▶ [Task]
In your copy, repeat the records exactly and leave out the pictures.

(Photo object pointing records)
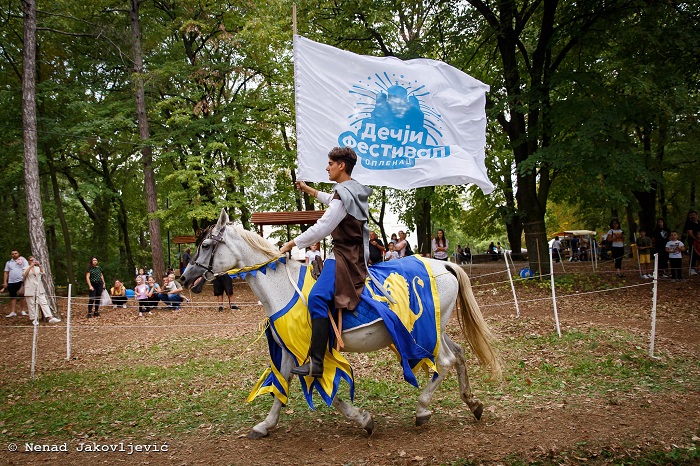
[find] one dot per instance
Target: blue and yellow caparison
(413, 323)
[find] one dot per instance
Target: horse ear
(223, 219)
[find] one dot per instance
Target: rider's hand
(286, 247)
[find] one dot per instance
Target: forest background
(593, 114)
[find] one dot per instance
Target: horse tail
(474, 328)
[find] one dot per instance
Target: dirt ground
(628, 423)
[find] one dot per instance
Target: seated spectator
(153, 291)
(492, 250)
(312, 253)
(141, 290)
(376, 249)
(467, 255)
(574, 243)
(172, 295)
(556, 249)
(391, 253)
(118, 294)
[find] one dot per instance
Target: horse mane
(257, 242)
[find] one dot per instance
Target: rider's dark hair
(346, 155)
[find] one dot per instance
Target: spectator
(142, 274)
(13, 279)
(162, 295)
(692, 229)
(583, 254)
(172, 294)
(118, 294)
(644, 247)
(376, 248)
(141, 290)
(675, 248)
(224, 283)
(186, 258)
(34, 292)
(616, 237)
(153, 291)
(312, 253)
(96, 283)
(440, 246)
(660, 237)
(401, 246)
(492, 250)
(467, 253)
(574, 242)
(556, 249)
(391, 253)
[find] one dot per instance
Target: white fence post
(512, 286)
(70, 286)
(554, 294)
(653, 305)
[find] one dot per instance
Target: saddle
(316, 267)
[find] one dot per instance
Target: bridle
(218, 238)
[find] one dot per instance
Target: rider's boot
(319, 343)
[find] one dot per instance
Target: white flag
(412, 123)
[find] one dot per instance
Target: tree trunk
(64, 225)
(423, 224)
(146, 154)
(35, 217)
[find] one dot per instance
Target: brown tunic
(350, 269)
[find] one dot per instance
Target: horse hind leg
(360, 416)
(444, 363)
(263, 428)
(465, 391)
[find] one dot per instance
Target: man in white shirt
(343, 277)
(13, 278)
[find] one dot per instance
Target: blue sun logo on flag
(392, 126)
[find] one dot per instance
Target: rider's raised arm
(324, 226)
(324, 198)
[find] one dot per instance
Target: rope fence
(508, 262)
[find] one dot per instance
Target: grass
(180, 386)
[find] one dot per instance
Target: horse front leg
(360, 416)
(444, 362)
(262, 429)
(465, 391)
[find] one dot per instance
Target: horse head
(209, 261)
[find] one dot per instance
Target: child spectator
(141, 291)
(153, 290)
(616, 237)
(118, 294)
(312, 253)
(644, 251)
(675, 249)
(440, 246)
(391, 253)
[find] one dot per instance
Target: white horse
(227, 247)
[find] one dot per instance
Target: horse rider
(343, 276)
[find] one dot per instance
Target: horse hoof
(420, 420)
(369, 428)
(478, 411)
(254, 434)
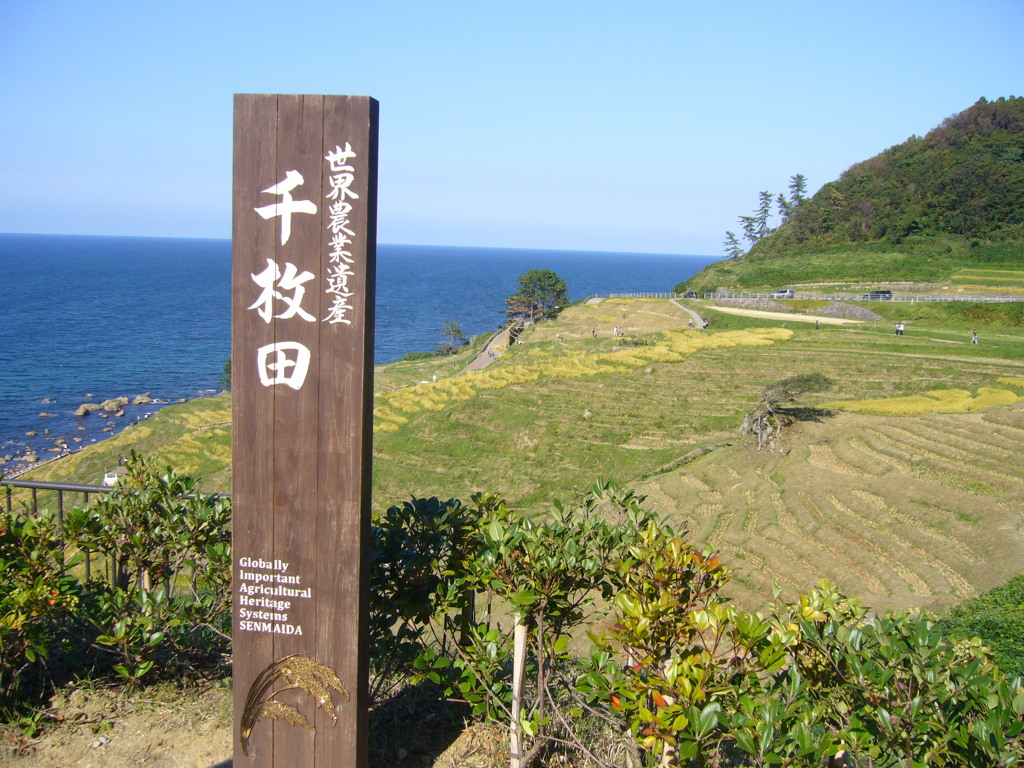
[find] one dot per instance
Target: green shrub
(37, 594)
(996, 617)
(168, 596)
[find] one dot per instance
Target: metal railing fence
(60, 488)
(861, 297)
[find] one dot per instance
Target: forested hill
(965, 178)
(920, 211)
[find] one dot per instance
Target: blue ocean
(122, 316)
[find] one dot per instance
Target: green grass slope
(910, 493)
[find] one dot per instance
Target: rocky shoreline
(92, 421)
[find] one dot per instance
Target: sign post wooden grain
(302, 293)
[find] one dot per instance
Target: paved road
(497, 345)
(697, 320)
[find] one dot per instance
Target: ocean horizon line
(542, 249)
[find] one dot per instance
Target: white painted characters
(287, 206)
(341, 178)
(289, 365)
(283, 288)
(290, 280)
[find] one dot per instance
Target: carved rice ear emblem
(296, 671)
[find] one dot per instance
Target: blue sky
(648, 126)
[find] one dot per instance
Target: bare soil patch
(823, 320)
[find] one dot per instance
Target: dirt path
(491, 352)
(785, 315)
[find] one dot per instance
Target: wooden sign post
(302, 309)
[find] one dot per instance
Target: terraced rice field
(1011, 281)
(900, 511)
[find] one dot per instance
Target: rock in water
(114, 404)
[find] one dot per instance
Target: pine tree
(732, 248)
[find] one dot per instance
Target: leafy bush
(169, 550)
(36, 596)
(996, 617)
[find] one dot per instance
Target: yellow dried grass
(933, 401)
(674, 347)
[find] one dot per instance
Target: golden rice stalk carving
(296, 671)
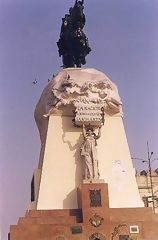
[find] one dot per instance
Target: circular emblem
(96, 220)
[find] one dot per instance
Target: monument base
(93, 220)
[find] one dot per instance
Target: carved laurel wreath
(96, 220)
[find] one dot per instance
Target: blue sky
(124, 40)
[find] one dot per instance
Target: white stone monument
(74, 101)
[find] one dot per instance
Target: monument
(85, 186)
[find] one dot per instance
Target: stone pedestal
(92, 220)
(60, 159)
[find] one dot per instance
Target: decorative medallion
(97, 236)
(95, 198)
(96, 220)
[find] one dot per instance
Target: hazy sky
(124, 40)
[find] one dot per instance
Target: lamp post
(149, 162)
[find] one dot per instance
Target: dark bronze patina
(73, 44)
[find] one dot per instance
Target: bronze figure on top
(73, 44)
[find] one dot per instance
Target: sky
(124, 40)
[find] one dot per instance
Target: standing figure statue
(73, 44)
(89, 153)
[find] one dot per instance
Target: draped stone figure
(89, 153)
(73, 44)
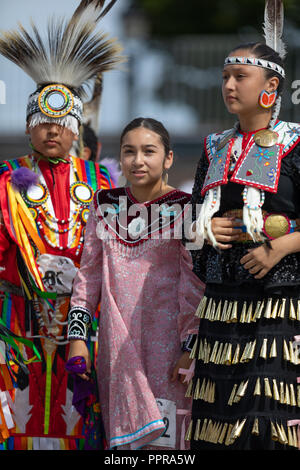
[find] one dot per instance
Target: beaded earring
(266, 99)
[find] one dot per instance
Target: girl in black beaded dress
(246, 386)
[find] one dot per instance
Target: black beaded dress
(246, 386)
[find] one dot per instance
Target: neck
(149, 193)
(250, 123)
(39, 156)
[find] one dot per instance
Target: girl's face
(242, 85)
(143, 158)
(51, 140)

▶ [Solution]
[find] one dot per instance
Target: blue and yellow caparison
(413, 323)
[find] one dot per instance
Target: horse ear
(223, 219)
[find] one dot per instance
Target: rider's hand
(286, 247)
[find] one dot per instance
Target: forest background
(593, 114)
[find] one dot per instance
Target: horse tail
(474, 328)
[find] one dot per instance
Target: dirt ground
(628, 423)
[find] one dot per instance
Target: seated spectator
(153, 291)
(492, 250)
(312, 253)
(141, 290)
(376, 249)
(467, 255)
(574, 243)
(172, 295)
(556, 249)
(391, 253)
(118, 294)
[find] one dot per instance
Target: horse mane
(257, 242)
[find] one dot per instance
Target: rider's dark hair
(346, 155)
[find] one dot per instance
Target: spectator
(142, 274)
(13, 279)
(162, 295)
(692, 229)
(583, 254)
(172, 294)
(118, 294)
(644, 247)
(376, 248)
(141, 290)
(675, 248)
(224, 283)
(186, 258)
(34, 292)
(616, 237)
(153, 291)
(312, 253)
(96, 283)
(440, 246)
(660, 237)
(401, 246)
(492, 250)
(467, 253)
(574, 242)
(556, 249)
(391, 253)
[find] one dot per instance
Target: white fence post
(512, 286)
(70, 286)
(554, 294)
(653, 305)
[find] one dot per instance
Target: saddle
(316, 267)
[find] one dot per instance
Target: bridle
(218, 238)
[find] one dot per instance
Target: rider's boot
(319, 343)
[find] one dot per instance
Target: white flag
(412, 123)
[find] one dot per instance
Target: tree trunk
(64, 225)
(423, 224)
(146, 154)
(35, 217)
[find] one dot per instance
Target: brown tunic
(350, 269)
[find] one dot per instance
Target: horse hind leg
(360, 416)
(444, 363)
(263, 428)
(465, 391)
[find] one dot per instance
Target: man in white shirt
(343, 277)
(13, 278)
[find] one dot per instance
Target: blue sun logo on flag
(392, 126)
[find] one dot per instance
Target: rider's raised arm
(324, 226)
(324, 198)
[find] one dot per instance
Target: rope fence
(508, 262)
[find] one dot per instance
Target: grass
(180, 386)
[find] one dot per instance
Target: horse front leg
(360, 416)
(444, 362)
(262, 429)
(465, 391)
[find] one dot per instance
Target: horse head
(209, 261)
[find] one dot per instance
Target: child spectator
(141, 291)
(153, 290)
(616, 237)
(118, 294)
(312, 253)
(644, 251)
(675, 249)
(440, 246)
(391, 253)
[find] one dot per instance
Target: white horse
(227, 247)
[find] one dot per instance
Target: horse rider
(343, 276)
[find] one dot per instance
Target: horse hoof
(420, 420)
(369, 428)
(478, 411)
(254, 434)
[find] one dot per instance
Target: green shrub
(37, 594)
(996, 617)
(168, 596)
[find] one dot per instance
Target: metal railing fence
(60, 488)
(861, 297)
[find] one dot per instance
Target: forested hill
(965, 178)
(920, 211)
[find] one dot per instance
Target: blue ocean
(122, 316)
[find] one dot per instance
Target: green grass slope
(910, 493)
[find] one dot per instance
Target: rocky shoreline
(92, 421)
[find] one dot per instance
Target: sign post wooden grain
(302, 293)
[find] one dot per instance
Target: paved road
(497, 345)
(697, 320)
[find] one dot per instance
Target: ocean horizon line
(542, 249)
[find] one dot per instance
Target: white painted characters
(287, 206)
(341, 178)
(289, 365)
(283, 288)
(290, 280)
[find] one dot per instance
Target: carved rice ear emblem
(296, 671)
[find] one dot per instance
Target: blue sky
(648, 126)
[find] one dot per instance
Target: bare soil patch
(823, 320)
[find] one dot per instance
Target: dirt path
(491, 352)
(785, 315)
[find] one dot per instance
Target: wooden sign post
(302, 309)
[find] one dot per instance
Target: terraced rice field
(1011, 281)
(900, 511)
[find] one dot per instance
Target: rock in water
(114, 404)
[find] one dot per instance
Target: pine tree
(732, 248)
[find] one dot per instance
Target: leafy bush
(169, 550)
(36, 596)
(996, 617)
[find] one dot per instance
Target: yellow dried grass
(933, 401)
(674, 347)
[find] one dot per instance
Target: golden rice stalk carving
(296, 671)
[find] one dot per instance
Target: circular emblem
(96, 220)
[find] one dot per instance
Target: monument base
(93, 220)
[find] one dot per instance
Target: carved laurel wreath
(96, 220)
[find] one dot per instance
Target: blue sky
(124, 40)
[find] one dot per instance
Target: white stone monument
(74, 101)
[find] one dot per instance
Target: monument
(85, 186)
[find] one dot per instance
Target: stone pedestal
(92, 220)
(60, 159)
[find] one dot per instance
Target: decorative medallion
(97, 236)
(95, 198)
(96, 220)
[find] one dot per instance
Target: hazy sky
(124, 40)
[find] one dot per instance
Target: lamp post
(149, 162)
[find] one dot per instance
Target: dark bronze patina
(73, 44)
[find] one dot per instance
Target: bronze figure on top
(73, 44)
[find] one dot per instance
Target: sky
(124, 40)
[find] one dot per instance
Target: standing figure statue
(73, 44)
(89, 153)
[find] one dot per instance
Target: draped stone figure
(89, 153)
(73, 44)
[find] one dot per instance
Target: beaded earring
(266, 99)
[find] one dot per instance
Target: girl in black beaded dress
(246, 386)
[find] one dot per instance
Target: black beaded dress
(246, 386)
[find] one dot per instance
Target: neck
(149, 193)
(250, 123)
(39, 156)
[find] one dot per instance
Target: girl's face
(242, 85)
(143, 158)
(51, 140)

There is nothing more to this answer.